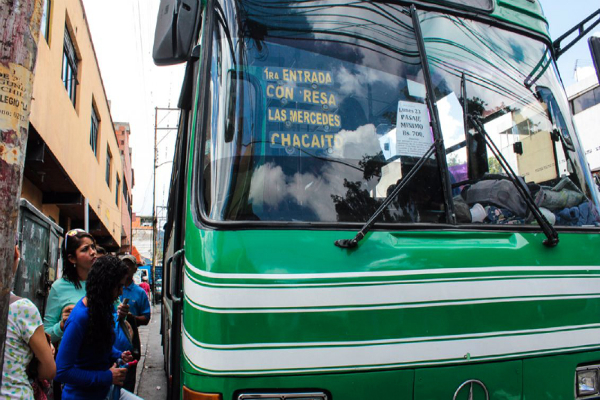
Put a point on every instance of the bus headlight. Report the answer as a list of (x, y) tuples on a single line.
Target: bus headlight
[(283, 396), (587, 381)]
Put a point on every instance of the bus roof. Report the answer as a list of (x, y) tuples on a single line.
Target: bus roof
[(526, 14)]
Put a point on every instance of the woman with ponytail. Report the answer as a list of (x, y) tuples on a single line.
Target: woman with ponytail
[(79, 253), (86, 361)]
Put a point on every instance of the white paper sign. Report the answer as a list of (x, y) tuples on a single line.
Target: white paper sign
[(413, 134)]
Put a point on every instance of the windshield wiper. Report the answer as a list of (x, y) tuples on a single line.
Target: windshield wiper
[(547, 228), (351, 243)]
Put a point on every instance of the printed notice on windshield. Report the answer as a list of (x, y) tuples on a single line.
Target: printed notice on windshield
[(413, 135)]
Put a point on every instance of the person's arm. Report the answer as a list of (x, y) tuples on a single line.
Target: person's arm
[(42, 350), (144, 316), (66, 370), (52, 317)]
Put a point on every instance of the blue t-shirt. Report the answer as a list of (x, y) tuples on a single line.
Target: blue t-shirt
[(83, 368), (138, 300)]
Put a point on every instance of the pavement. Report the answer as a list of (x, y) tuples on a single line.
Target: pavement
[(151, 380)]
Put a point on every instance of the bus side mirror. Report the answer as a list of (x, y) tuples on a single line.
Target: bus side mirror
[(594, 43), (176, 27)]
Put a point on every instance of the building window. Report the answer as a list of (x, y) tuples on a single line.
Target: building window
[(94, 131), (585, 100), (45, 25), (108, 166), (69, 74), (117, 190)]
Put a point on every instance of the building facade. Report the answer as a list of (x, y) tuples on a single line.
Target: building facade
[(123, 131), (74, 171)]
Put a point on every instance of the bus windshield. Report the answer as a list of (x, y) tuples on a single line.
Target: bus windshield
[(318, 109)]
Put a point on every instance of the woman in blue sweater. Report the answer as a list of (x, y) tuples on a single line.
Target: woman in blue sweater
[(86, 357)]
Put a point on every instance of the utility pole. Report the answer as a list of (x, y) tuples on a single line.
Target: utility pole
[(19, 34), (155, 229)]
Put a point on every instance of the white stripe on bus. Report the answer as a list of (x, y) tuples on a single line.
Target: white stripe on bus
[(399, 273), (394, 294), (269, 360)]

________________________

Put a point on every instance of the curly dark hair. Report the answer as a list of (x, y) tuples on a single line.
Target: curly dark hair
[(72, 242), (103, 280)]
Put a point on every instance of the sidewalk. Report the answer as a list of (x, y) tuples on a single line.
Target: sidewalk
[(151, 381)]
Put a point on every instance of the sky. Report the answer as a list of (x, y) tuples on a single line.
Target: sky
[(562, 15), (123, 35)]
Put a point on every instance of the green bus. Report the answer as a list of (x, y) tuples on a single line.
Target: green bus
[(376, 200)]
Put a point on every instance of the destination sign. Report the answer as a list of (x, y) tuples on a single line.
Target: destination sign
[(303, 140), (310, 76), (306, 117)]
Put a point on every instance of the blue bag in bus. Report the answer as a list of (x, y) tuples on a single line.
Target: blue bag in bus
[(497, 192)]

________________________

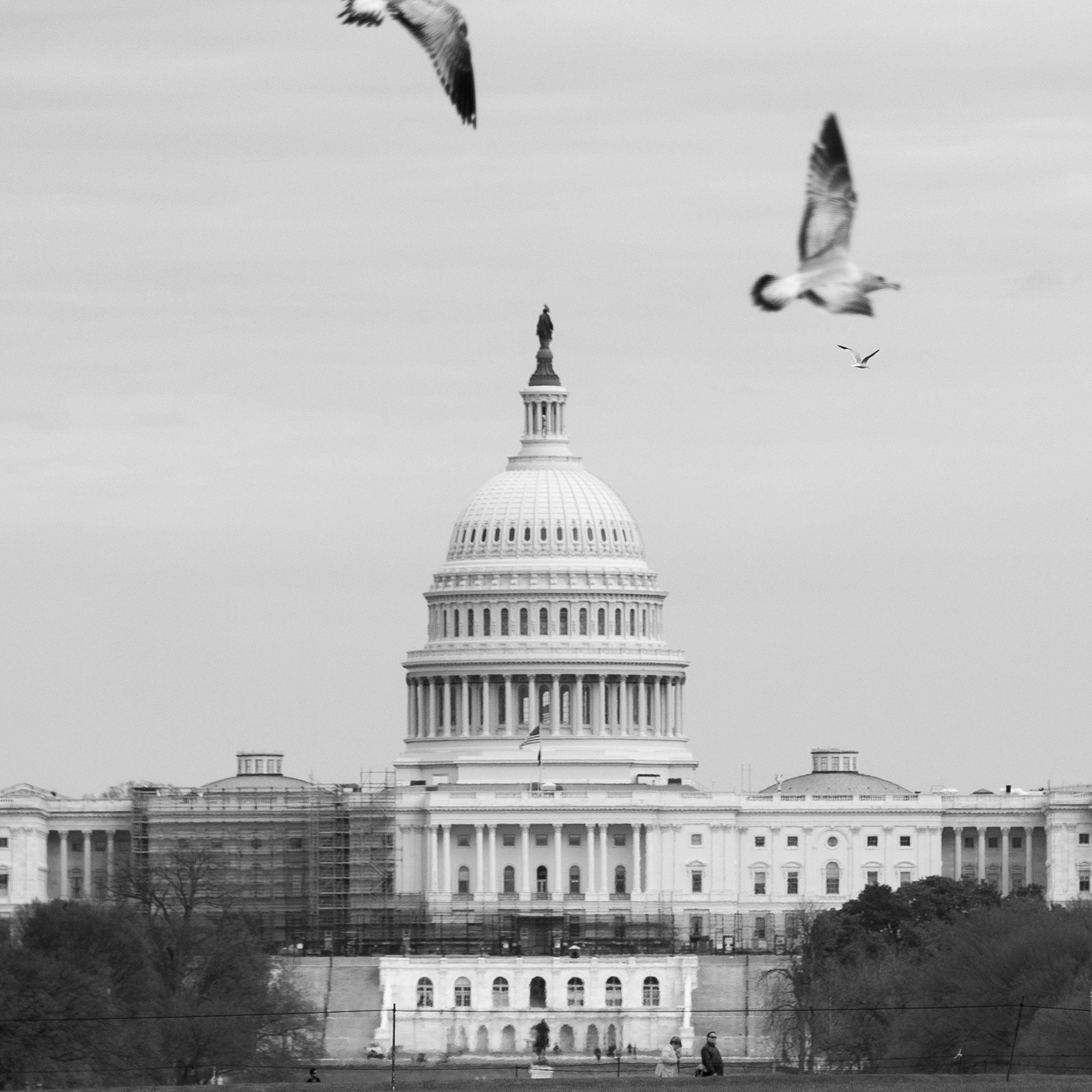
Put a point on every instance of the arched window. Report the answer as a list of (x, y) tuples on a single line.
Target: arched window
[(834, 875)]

________________________

Short problem
From the line with "Put a point on every instance of the white stripe" to the line with "[(399, 273), (394, 294), (269, 360)]", swap "white stripe" for "cream stripe" and leave everything else in the listing as it is. Give back only those lines.

Expected answer
Put a point on every instance of the cream stripe on bus. Report the answer as a list of (x, y) tuples on a single line.
Target: cream stripe on bus
[(399, 273), (394, 294), (269, 360)]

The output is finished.